Businesses using the Internet should not assume that traditional coverage will be adequate for new risks.

Conducting business on the Web generates many concerns beyond traditional risks. These exposures vary with the function of the Internet presence. Some important questions are: Does the site provide content only? Is the content provided by third parties? Does the site provide advice? Do other businesses rely on the site for their own revenue? Does the site gather personal information about visitors? Some of the more prominent risks are system damage and security threats, intellectual property claims and liability arising from Internet publication.

So, will standard-form policies carried by most businesses respond to these Internet-related claims? Firms attempting to transfer their e-commerce risks into the commercial insurance marketplace often will have to submit to a risk assessment by the carrier's staff or consultants to answer this and other questions. A standard package of business insurance today includes, among other things, both first- and third-party coverages. Typically, first-party coverage covers "direct physical loss of or damage to property" or "loss of or loss from damage to...tangible property."

Courts are conflicted over whether harm to data, information or the electronic functioning of a Web site falls within these coverages. Recently, a federal court in Arizona held that "'physical damage' is not restricted to the physical destruction or harm of computer circuitry but includes loss of access, loss of use, and loss of functionality." But other courts have held that cell-phone authorization codes and proprietary technical information are not covered as "tangible property."

Many carriers will provide electronic data-processing endorsements that explicitly relate to computer systems. There is no standard language for these endorsements, however, and coverage disputes may arise regarding what information or systems are covered.

Coverage for liability to third parties typically defines covered "property damage" to include "physical injury to tangible property including all resulting loss of use of that property" and "loss of use of tangible property that is not physically injured."

The scope of the terms "tangible property," "physical injury" and "loss of use" in the e-commerce world are uncertain, and insurers are likely to contest large property-damage claims. As in the first-party context, many carriers will challenge claims under standard general liability policies, arguing that purely economic loss that is not related to physical harm is not covered.

Many of the content-based intellectual property, media and privacy exposures discussed above might be presented not as property damage claims but as "personal injury" or "advertising injury" claims under existing liability coverages.

Coverage questions are certain to arise regarding whether the policyholder's actions constitute covered "publication." For example, many businesses gather and package information for targeted marketing, but the business objective is not to disseminate the information in the traditional sense. Is this publication?

* _Records supplied_

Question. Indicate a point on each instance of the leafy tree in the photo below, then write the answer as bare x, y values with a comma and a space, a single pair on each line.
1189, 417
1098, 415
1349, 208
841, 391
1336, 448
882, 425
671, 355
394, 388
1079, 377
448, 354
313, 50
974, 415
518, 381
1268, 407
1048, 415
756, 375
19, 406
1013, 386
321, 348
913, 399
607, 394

* _Exercise_
Copy the passage about insurance coverage for Internet business risks word for word, starting at "The scope of" and ending at "existing liability coverages.".

* _Solution to this task_
The scope of the terms "tangible property," "physical injury" and "loss of use" in the e-commerce world are uncertain, and insurers are likely to contest large property-damage claims. As in the first-party context, many carriers will challenge claims under standard general liability policies, arguing that purely economic loss that is not related to physical harm is not covered.

Many of the content-based intellectual property, media and privacy exposures discussed above might be presented not as property damage claims but as "personal injury" or "advertising injury" claims under existing liability coverages.